# Исходный текст
Опубликовано в журнале Интерпоэзия, номер 3, 2007
Понесла ты в эту ночь
И не сына и не дочь
А тяжелую утрату
Понесла ее куда ты?
Это стихотворение Дмитрий Александрович Пригов написал на смерть… кого не упомнить, то ли Брежнева, то ли Черненко, то ли… да черт его знает. Давно это было. Но даже если бы умер, скажем, Владимир Владимирович, а его сменил бы Сергей Петрович, но тоже умер, то и его на трудовом посту заменил бы какой-нибудь другой весьма образованный сукин сын. Как говорили когда-то у нас в городе “Иван Говно меняет имя на Василий”.
Но вот Дмитрия Александровича никто не заменит. Он один такой, ни на кого не похож, и на него никто похож не будет.
Народ забудет многие дела
Страх обо мне пройдет по всей Руси великой –
Ведь что писал – Но правда ведь была!
То, что писал
Черт-те что писал
И страх какой
И правда ведь была
И страх обо мне пройдет по всей Руси великой
Не все понимали смысло-обновляющую суть его творчества, потому что текстов его не читали, как та литературно осведомленная дама, которая в беседе со мной заявила:
— Пригов? Да это же просто мелкий бес современной культуры.
— Как бес? – задохнулась я. Он же написал, вот послушайте:
Тихонько плачет в уголке
Вот я беру ее невинную
Держу в карающей руке
И с доброй говорю улыбкой:
Живи мой маленький сурок
Вот я тебе всевышний Бог
На время этой жизни краткой
Смирись.
Да это же самые нежные и глубокие стихи в современной поэзии!

# Что сделать
• a. Перепишите из текста о Пригове отрывок от слов "Это стихотворение Дмитрий" до слов "правда ведь была!" включительно.
• b. Кем назвала Пригова литературно осведомленная дама в тексте о Пригове?
• c. Продолжите текст о Пригове сразу после его последней фразы.

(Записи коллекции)
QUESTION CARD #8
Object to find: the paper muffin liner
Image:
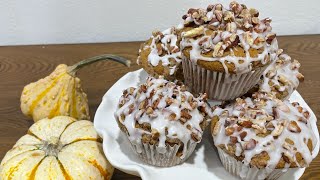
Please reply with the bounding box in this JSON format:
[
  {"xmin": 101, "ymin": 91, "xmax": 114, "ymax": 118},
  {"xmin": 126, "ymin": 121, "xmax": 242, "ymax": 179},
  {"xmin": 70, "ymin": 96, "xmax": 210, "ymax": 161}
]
[
  {"xmin": 130, "ymin": 138, "xmax": 197, "ymax": 167},
  {"xmin": 182, "ymin": 59, "xmax": 267, "ymax": 100},
  {"xmin": 217, "ymin": 148, "xmax": 299, "ymax": 180}
]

# Ответы
• a.
Это стихотворение Дмитрий Александрович Пригов написал на смерть… кого не упомнить, то ли Брежнева, то ли Черненко, то ли… да черт его знает. Давно это было. Но даже если бы умер, скажем, Владимир Владимирович, а его сменил бы Сергей Петрович, но тоже умер, то и его на трудовом посту заменил бы какой-нибудь другой весьма образованный сукин сын. Как говорили когда-то у нас в городе “Иван Говно меняет имя на Василий”.
Но вот Дмитрия Александровича никто не заменит. Он один такой, ни на кого не похож, и на него никто похож не будет.
Народ забудет многие дела
Страх обо мне пройдет по всей Руси великой –
Ведь что писал – Но правда ведь была!

• b. Мелким бесом современной культуры.

• c.
Дама усмехнулась, но своего мнения об авторе не изменила, потому что Дмитрий Александрович с его худощавостью, бородкой, пронзительным взглядом и невозможной для материального субьекта работоспособностью и вездесущностью, даже менее суеверным людям мог показаться фигурой инфернальной.
Да и в жизни моего поколения, не всего, конечно, а той лишь части его, что любила читать и распространять самиздат, он был полюсом, противоположным тому, на котором утвердился “Бог самиздата” – Солженицын.
По ночам, раскладывая отксеренные страницы многотомного “Архипелага”, чтобы распространить его по домам друзей, я прислушивалась к голодному урчанию в животе, и в голове самопроизвольно возникали строки:
Жаловаться грех
Да ведь я же и не жалюсь
Что я – лучше всех?
Даже совестно нет силы
Ведь поди ж ты, на
Целу курицу сгубила на меня страна
Есть хотелось и ночью, и днем, но есть было нечего. Вот я и утешалась стихами.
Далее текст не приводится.